# What the exercise asks:
Would you output, exactly as written, the line with "what_to_find = every instance of nose" and all lines after it to the end of the data below, and no others?

# Task inputs:
<<<<
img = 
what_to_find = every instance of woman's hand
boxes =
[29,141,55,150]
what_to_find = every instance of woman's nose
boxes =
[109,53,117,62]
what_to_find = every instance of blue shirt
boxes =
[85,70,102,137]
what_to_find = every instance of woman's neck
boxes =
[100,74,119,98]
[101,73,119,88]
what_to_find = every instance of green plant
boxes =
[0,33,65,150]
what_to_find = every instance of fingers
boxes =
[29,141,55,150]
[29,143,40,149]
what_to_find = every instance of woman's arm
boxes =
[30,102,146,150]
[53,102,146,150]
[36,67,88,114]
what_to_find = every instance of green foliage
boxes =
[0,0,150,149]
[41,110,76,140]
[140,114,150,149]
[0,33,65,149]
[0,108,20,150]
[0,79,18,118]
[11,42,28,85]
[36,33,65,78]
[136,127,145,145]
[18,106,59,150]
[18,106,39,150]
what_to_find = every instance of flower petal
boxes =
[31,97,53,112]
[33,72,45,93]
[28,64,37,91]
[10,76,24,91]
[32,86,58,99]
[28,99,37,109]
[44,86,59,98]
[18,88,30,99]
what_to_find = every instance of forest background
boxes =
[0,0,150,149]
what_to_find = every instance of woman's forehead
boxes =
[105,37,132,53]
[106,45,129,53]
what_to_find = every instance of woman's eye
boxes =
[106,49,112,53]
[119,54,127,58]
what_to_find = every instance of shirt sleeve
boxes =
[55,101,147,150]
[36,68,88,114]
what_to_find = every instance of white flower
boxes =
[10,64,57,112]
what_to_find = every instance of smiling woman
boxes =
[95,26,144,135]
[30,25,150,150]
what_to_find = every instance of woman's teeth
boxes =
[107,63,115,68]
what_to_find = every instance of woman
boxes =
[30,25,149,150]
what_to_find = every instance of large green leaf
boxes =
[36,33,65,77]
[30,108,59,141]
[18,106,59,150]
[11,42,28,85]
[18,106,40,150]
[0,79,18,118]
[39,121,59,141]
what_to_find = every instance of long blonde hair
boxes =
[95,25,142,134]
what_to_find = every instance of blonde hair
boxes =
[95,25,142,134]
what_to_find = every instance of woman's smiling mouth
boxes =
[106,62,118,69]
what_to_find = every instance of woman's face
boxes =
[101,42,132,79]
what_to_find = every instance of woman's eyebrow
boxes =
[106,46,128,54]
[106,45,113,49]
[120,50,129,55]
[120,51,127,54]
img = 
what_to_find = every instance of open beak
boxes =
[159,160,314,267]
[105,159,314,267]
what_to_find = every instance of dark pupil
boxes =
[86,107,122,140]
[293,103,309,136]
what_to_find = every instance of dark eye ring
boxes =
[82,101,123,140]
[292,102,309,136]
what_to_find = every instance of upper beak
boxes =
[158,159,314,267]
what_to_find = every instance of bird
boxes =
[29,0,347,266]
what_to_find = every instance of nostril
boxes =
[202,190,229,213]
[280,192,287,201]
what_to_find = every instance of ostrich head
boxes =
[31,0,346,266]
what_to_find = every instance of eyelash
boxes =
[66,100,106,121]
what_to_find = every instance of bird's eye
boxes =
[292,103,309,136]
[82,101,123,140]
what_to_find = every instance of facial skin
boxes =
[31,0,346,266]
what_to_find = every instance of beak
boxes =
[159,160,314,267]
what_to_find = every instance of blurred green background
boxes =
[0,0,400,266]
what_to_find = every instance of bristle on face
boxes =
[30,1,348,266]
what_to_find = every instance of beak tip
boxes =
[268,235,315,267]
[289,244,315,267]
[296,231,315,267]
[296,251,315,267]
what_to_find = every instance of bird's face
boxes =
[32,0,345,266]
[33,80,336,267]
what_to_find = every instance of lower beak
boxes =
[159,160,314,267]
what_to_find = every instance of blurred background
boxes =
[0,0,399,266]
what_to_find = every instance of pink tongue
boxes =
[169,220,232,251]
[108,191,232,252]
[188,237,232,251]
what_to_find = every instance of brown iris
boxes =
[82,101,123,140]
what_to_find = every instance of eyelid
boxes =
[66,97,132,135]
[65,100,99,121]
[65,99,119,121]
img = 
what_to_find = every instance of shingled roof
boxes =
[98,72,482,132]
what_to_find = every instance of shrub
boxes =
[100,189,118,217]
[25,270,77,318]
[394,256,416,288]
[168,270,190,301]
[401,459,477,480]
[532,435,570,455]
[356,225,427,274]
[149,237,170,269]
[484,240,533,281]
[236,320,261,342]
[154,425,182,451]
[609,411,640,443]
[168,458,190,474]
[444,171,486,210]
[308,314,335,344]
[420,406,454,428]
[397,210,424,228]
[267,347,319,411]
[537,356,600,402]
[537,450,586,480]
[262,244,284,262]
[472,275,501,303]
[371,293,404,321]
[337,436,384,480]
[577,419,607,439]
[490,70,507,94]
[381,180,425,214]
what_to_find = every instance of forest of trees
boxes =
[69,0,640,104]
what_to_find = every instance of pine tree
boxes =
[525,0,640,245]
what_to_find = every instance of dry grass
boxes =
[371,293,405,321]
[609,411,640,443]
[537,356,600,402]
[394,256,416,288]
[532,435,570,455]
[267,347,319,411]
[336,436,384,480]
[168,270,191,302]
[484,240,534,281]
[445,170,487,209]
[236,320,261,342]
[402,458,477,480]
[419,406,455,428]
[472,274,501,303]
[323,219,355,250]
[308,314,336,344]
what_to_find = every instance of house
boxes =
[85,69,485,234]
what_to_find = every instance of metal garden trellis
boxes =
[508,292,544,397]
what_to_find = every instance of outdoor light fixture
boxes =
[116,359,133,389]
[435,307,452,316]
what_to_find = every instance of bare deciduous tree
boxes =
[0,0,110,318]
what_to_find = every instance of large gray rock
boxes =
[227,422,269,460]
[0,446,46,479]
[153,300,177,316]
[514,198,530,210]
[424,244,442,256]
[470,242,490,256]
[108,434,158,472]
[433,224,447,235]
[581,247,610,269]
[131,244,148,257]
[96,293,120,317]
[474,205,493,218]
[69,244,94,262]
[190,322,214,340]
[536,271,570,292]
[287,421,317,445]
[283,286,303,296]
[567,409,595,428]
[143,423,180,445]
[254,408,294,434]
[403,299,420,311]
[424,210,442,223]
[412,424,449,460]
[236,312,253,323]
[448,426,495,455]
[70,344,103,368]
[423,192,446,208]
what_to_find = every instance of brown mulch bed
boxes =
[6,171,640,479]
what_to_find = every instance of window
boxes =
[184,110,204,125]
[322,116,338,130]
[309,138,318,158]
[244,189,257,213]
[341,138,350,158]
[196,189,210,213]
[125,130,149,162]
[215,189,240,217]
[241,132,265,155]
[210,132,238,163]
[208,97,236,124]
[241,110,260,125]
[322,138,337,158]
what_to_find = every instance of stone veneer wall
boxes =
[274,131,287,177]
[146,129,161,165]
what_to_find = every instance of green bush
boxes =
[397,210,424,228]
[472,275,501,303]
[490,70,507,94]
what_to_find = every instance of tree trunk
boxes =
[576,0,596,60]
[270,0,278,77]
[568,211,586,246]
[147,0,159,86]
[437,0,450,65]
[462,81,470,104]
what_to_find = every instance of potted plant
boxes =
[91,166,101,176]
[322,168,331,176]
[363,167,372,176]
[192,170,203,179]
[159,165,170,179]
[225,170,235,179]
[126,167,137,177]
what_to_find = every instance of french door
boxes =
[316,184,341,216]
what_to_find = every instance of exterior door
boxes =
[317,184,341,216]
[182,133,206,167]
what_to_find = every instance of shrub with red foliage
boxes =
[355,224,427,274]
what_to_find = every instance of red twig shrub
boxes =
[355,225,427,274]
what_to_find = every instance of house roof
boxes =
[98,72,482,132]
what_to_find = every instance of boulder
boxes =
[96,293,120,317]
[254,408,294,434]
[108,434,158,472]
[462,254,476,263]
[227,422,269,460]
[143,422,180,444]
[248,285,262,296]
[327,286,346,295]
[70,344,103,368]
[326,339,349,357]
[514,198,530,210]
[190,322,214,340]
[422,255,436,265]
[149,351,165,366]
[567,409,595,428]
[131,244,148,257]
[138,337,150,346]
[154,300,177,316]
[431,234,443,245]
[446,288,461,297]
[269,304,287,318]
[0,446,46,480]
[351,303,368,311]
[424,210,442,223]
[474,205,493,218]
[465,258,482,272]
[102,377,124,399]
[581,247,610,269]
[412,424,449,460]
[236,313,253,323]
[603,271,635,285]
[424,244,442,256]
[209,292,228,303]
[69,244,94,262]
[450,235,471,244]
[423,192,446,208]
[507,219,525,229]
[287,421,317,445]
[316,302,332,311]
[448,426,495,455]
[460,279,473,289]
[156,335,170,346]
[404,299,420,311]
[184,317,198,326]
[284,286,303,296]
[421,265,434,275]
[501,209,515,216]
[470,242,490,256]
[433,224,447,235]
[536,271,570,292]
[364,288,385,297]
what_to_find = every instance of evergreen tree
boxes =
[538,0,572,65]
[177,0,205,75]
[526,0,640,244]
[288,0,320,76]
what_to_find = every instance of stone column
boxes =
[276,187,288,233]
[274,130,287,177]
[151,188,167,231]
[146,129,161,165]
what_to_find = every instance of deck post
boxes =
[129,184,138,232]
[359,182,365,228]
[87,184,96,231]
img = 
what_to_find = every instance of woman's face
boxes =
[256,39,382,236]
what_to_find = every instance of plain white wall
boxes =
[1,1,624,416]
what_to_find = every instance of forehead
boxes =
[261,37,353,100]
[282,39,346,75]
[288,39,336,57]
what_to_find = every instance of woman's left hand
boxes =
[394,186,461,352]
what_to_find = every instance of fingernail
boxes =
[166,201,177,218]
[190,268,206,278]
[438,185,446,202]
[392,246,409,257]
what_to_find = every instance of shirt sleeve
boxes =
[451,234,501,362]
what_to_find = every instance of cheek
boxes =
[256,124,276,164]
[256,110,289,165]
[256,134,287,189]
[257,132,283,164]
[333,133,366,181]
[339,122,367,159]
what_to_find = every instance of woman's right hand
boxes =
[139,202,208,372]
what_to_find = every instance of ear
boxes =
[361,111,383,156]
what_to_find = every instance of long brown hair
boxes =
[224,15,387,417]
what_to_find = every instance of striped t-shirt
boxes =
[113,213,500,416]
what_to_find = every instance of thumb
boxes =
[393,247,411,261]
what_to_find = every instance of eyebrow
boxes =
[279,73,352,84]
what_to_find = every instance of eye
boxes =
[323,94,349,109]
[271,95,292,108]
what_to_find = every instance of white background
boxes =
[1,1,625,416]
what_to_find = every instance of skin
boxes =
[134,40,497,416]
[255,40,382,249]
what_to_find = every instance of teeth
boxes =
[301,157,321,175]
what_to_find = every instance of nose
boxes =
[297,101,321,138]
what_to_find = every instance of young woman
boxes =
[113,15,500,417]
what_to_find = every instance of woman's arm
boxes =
>>>>
# Answer below:
what_to_find = every instance of nose
boxes =
[297,101,321,138]
what_to_find = every instance of young woman
boxes =
[113,15,500,417]
what_to_find = every instance of woman's arm
boxes =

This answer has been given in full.